Segment Start: RECORD SET

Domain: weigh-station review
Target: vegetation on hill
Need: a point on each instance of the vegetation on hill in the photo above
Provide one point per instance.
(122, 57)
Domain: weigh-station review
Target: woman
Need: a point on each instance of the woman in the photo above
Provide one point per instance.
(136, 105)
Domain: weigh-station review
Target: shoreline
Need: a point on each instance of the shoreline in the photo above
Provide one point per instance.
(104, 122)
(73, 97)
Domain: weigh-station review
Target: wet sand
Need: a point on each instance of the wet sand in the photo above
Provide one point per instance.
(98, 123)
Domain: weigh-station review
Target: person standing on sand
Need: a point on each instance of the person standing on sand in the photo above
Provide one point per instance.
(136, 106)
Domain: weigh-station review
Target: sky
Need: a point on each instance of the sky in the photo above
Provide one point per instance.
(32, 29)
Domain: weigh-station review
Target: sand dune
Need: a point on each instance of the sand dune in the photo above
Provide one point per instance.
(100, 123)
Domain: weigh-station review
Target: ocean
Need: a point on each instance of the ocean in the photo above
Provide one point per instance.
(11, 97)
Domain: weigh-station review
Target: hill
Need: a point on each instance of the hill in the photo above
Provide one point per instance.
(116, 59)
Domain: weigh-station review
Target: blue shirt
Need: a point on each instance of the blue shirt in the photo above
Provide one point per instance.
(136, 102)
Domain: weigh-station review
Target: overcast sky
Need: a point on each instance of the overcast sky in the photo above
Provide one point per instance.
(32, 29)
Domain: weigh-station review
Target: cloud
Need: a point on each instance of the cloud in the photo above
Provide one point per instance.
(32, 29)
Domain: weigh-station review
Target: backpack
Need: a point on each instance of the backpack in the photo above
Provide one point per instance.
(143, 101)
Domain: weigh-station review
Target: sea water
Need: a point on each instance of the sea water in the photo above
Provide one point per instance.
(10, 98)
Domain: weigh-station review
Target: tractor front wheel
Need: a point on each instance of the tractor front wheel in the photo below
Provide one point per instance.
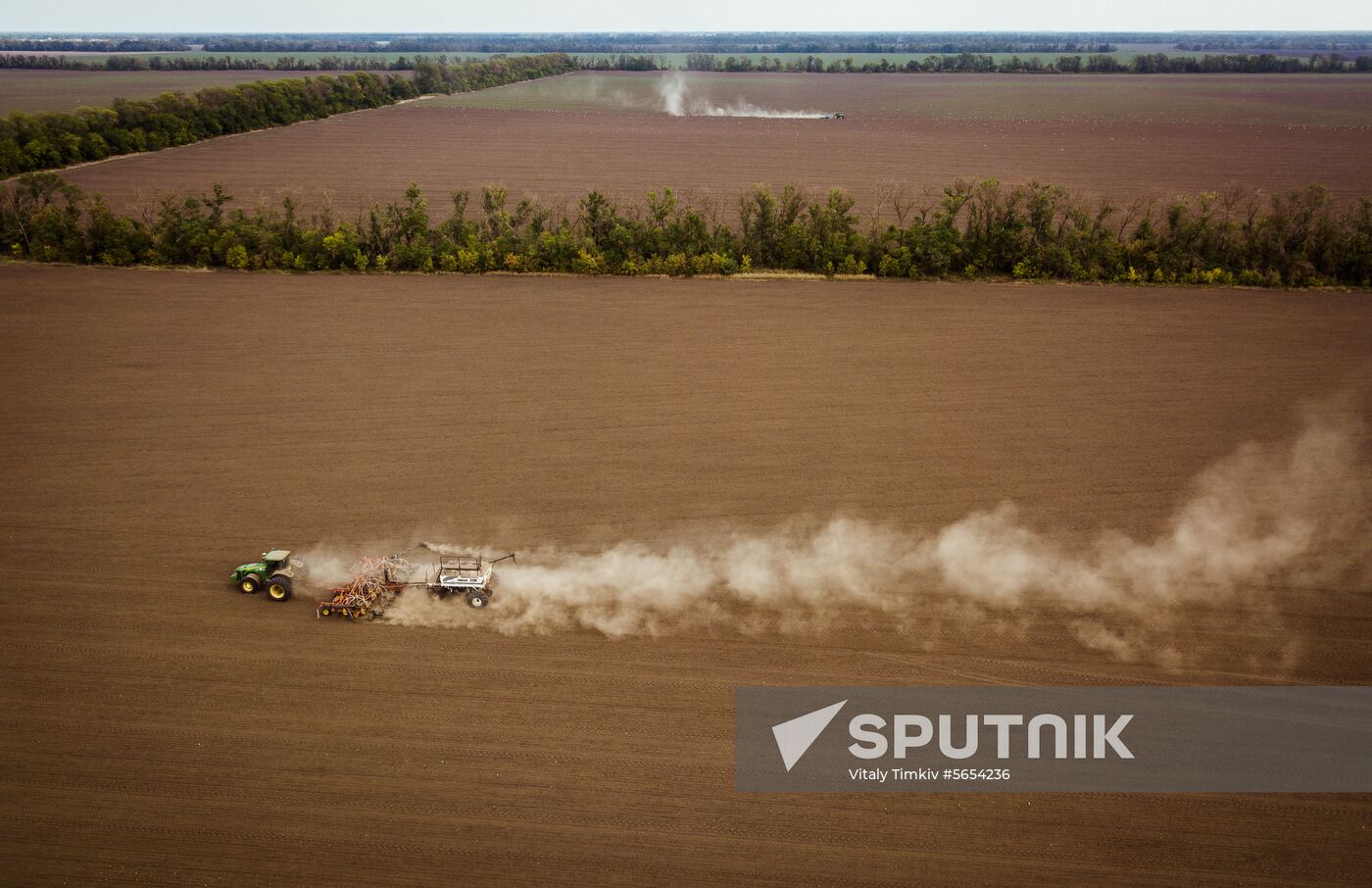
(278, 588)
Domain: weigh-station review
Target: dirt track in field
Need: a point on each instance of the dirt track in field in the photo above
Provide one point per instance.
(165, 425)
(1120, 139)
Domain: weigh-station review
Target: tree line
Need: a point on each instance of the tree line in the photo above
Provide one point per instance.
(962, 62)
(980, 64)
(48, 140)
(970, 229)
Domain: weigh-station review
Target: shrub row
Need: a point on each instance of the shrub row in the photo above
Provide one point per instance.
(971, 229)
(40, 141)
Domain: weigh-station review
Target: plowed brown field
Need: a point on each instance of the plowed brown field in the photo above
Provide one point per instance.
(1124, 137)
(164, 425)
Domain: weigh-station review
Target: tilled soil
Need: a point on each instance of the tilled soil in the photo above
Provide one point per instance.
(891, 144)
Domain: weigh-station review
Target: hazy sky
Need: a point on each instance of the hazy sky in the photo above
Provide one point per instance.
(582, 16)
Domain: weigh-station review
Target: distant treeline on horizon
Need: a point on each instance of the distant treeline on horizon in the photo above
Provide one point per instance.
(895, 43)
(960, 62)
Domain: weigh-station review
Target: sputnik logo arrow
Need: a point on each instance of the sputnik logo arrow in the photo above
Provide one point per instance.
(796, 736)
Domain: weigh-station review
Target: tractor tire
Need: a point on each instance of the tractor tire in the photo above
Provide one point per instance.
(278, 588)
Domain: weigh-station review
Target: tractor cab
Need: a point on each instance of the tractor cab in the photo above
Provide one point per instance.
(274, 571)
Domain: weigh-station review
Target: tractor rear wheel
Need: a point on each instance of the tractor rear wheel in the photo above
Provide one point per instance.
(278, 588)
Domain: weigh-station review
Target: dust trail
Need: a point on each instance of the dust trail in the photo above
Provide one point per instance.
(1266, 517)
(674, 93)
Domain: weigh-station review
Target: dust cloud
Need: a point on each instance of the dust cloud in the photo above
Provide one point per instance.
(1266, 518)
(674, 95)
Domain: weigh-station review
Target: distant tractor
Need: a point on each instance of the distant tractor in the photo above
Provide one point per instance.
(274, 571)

Segment End: RECORD SET
Segment Start: RECORD SET

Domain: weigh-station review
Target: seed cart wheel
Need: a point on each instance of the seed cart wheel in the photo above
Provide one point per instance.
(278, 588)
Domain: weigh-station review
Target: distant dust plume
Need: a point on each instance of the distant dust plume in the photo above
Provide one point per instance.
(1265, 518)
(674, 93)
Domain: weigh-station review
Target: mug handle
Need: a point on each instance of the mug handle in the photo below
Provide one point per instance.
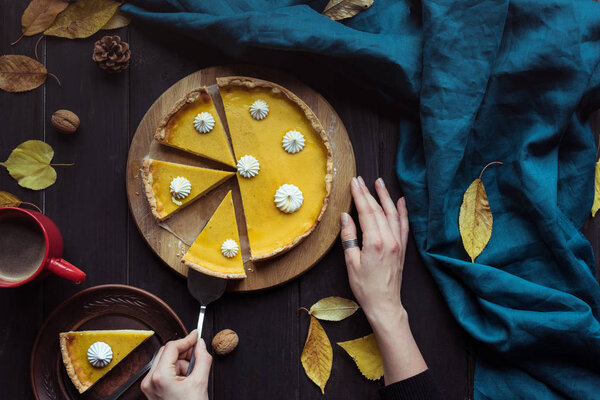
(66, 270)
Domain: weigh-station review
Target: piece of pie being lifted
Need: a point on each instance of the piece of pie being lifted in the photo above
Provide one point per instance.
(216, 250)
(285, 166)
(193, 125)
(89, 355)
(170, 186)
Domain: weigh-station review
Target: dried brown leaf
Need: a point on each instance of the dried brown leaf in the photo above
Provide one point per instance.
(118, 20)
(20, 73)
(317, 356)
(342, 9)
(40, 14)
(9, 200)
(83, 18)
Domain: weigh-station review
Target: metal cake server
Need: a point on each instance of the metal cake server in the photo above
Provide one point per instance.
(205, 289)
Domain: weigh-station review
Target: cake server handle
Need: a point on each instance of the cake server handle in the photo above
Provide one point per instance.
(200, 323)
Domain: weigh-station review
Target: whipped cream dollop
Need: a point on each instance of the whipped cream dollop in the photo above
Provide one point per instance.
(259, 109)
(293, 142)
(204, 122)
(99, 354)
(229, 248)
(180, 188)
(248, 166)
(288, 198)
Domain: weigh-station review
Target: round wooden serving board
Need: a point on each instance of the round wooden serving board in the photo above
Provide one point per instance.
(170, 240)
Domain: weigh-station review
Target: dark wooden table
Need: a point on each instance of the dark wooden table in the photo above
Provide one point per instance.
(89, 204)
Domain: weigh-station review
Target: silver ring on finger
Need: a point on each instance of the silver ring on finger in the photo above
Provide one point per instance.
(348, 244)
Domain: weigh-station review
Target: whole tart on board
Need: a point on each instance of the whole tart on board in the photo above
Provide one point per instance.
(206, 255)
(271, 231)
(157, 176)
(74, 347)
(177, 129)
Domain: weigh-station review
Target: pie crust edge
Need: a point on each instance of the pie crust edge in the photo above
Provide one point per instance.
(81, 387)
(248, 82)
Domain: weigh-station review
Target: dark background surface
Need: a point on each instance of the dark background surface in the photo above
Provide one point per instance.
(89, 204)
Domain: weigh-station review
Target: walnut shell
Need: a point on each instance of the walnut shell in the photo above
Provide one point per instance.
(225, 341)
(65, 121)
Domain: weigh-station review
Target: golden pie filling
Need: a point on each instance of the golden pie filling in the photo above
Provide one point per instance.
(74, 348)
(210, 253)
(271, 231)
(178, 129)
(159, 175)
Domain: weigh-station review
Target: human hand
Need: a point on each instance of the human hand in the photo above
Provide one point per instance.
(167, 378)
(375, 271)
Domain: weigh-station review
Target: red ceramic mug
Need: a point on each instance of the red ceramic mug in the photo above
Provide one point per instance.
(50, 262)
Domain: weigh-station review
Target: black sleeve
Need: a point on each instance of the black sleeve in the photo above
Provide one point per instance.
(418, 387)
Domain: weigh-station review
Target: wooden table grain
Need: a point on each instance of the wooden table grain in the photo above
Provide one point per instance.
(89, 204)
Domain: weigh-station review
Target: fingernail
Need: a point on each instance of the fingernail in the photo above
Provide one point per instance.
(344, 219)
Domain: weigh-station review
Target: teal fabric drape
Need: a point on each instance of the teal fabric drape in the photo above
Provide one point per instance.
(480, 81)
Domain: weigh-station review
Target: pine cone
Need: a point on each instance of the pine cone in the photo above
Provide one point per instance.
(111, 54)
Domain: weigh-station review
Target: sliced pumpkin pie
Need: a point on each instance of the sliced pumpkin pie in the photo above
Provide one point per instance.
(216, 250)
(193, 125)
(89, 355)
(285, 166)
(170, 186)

Segment End: RECORD SET

From the records above, give again only the part that opens with the line containing "Target: sea water" and closes with the line containing "Target: sputnik logo arrow". Keep both ends but drop the pictures.

- _RESULT OF THE EXERCISE_:
Target: sea water
Need: a point on each instance of the sea water in the photo above
Provide one point per instance.
(10, 98)
Domain: weigh-station review
Target: tractor front wheel
Need: a point on each instance of the tractor front wheel in the photo below
Provide one point per instance.
(278, 588)
Domain: weigh-station review
Target: dirt track in field
Need: a point on each instance of the dirt track in field in the photo above
Provide one point per instance.
(165, 425)
(1120, 139)
Domain: weigh-station review
Target: tree line
Need: a point on each instance of the tree line in the photo above
Provide one point per instance.
(962, 62)
(980, 64)
(48, 140)
(970, 229)
Domain: weigh-station review
Target: shrub row
Need: a point on each instance of the shrub row in the photo above
Provide one point per instance.
(971, 229)
(40, 141)
Domain: weigh-station review
Target: plowed brown field
Need: a point on each instance of the plowed brown field in the photo above
Provide one point per instance.
(1124, 137)
(164, 425)
Domain: weigh-station review
Target: tilled soil
Need: a point on each instance of the tilled soil in the photo above
Provide one point per instance.
(891, 144)
Domain: weigh-station review
Target: hazy sky
Need: a point on each instance of the hazy sky in the photo above
Provide one point per instance.
(582, 16)
Domain: weigh-station review
Target: distant treeline on horizon
Need: a point on each instance of the distant treeline on horizon in the photo above
Provide one point per instance.
(895, 43)
(960, 62)
Domain: weigh-station review
Target: sputnik logo arrow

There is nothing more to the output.